--- START DATA SUPPLIED ---

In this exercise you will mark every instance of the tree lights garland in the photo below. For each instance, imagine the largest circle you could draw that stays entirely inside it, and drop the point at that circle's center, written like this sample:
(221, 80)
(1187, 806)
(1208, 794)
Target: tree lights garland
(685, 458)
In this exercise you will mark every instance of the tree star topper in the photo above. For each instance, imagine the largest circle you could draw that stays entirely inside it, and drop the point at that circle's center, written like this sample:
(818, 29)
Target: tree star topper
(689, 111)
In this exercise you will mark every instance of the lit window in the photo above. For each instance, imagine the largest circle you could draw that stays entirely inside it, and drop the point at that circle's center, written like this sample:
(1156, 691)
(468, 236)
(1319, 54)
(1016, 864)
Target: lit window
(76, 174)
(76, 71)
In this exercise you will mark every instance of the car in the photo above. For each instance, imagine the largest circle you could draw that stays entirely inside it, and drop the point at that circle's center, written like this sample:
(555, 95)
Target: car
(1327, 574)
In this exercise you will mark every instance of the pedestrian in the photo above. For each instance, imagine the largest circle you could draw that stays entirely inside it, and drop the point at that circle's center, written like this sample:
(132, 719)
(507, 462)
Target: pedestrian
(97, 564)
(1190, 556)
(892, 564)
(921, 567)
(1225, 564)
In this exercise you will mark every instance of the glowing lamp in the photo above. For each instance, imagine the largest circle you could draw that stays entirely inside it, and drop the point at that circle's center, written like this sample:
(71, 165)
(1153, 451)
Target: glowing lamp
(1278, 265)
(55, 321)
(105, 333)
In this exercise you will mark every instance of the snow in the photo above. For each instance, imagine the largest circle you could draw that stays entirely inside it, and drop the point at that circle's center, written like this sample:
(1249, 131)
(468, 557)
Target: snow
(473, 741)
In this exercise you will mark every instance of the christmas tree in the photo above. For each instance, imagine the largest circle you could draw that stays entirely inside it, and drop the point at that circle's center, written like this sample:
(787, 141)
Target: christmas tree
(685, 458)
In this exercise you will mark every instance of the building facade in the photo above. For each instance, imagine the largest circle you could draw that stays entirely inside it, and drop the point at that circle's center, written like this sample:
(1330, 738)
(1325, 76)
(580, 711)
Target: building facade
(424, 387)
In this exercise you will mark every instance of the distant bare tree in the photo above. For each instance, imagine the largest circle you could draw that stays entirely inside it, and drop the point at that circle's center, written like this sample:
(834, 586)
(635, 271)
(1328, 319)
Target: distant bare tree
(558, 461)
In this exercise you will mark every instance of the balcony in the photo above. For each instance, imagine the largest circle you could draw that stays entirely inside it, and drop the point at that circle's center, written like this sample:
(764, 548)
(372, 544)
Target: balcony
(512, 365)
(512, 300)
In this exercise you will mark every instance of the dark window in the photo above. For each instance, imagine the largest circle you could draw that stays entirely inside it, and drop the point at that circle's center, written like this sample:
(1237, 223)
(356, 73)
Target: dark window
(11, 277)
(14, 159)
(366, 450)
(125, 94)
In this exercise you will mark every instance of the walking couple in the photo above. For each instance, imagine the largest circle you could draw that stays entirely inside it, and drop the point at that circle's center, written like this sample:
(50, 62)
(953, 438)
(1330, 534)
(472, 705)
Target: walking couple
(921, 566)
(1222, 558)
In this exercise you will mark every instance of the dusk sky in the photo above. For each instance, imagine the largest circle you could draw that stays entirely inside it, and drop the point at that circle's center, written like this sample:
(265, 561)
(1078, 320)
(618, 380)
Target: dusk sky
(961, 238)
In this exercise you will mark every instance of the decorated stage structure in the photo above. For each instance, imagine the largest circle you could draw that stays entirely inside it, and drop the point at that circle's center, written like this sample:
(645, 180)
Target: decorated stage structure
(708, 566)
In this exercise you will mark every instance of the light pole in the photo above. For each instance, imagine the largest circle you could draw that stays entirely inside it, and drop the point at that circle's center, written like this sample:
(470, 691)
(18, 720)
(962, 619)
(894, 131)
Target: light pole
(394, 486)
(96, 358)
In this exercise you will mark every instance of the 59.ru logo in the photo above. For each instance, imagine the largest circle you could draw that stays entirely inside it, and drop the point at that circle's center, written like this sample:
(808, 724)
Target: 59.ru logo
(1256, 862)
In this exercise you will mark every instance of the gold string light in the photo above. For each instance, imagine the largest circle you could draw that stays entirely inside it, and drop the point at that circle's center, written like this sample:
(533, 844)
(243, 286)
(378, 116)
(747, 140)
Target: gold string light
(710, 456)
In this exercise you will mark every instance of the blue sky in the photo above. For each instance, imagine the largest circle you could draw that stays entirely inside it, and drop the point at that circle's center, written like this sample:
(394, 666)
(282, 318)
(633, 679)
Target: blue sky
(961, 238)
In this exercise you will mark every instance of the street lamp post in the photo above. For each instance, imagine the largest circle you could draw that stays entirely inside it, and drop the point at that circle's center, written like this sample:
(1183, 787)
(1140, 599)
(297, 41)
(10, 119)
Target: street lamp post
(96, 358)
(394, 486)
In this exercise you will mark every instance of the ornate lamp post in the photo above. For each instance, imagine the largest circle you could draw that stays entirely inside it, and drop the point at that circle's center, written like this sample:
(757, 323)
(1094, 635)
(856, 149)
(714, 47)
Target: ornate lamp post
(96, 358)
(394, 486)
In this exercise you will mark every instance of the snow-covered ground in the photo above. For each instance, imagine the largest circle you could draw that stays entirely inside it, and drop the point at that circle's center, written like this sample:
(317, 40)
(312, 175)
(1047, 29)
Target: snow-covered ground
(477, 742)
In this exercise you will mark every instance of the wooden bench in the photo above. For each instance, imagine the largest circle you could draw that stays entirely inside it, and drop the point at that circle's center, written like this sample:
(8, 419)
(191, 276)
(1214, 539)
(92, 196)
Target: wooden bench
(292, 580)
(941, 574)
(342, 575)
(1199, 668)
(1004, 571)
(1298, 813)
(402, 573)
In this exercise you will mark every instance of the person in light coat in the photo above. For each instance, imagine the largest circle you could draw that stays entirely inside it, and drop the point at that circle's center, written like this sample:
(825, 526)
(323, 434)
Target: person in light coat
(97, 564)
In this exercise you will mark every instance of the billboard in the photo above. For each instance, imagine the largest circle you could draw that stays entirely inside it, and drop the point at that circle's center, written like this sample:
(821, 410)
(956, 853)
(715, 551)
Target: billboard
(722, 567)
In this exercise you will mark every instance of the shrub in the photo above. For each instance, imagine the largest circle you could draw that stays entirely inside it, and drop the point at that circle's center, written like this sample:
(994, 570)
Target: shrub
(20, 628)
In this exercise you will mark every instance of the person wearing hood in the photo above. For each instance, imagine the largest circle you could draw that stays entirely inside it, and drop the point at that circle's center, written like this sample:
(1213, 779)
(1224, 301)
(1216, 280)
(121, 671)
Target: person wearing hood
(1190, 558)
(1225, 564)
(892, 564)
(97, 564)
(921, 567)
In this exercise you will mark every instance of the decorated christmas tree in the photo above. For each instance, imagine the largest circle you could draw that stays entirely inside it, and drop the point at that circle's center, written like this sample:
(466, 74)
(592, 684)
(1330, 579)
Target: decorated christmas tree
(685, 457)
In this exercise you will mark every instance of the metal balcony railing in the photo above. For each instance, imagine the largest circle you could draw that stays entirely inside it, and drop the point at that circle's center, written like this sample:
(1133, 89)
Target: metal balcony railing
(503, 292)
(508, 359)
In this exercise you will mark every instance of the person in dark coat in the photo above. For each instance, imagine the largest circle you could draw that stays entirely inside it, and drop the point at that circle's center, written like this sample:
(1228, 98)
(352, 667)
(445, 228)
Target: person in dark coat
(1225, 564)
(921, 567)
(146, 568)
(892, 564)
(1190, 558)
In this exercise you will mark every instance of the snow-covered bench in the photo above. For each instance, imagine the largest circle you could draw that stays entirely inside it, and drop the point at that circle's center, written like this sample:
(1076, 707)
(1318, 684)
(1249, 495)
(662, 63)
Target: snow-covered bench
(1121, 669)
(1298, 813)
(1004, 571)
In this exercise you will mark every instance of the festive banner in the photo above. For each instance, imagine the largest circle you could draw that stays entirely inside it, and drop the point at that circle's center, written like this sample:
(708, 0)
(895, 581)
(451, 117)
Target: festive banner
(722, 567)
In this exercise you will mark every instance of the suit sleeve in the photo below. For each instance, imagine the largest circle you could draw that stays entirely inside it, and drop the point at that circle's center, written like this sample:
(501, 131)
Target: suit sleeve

--- END DATA SUPPLIED ---

Retype the lines from the start through the line containing "Target: tree lights garland", including that line.

→ **COMPLETED EXERCISE**:
In this exercise you will mark every instance of the tree lights garland in the photo below. For each instance, imagine the largest circle you could draw that stays entirely inside it, and drop the point at that circle's center, written like this sample:
(221, 80)
(1187, 806)
(1208, 794)
Target: tree lights garland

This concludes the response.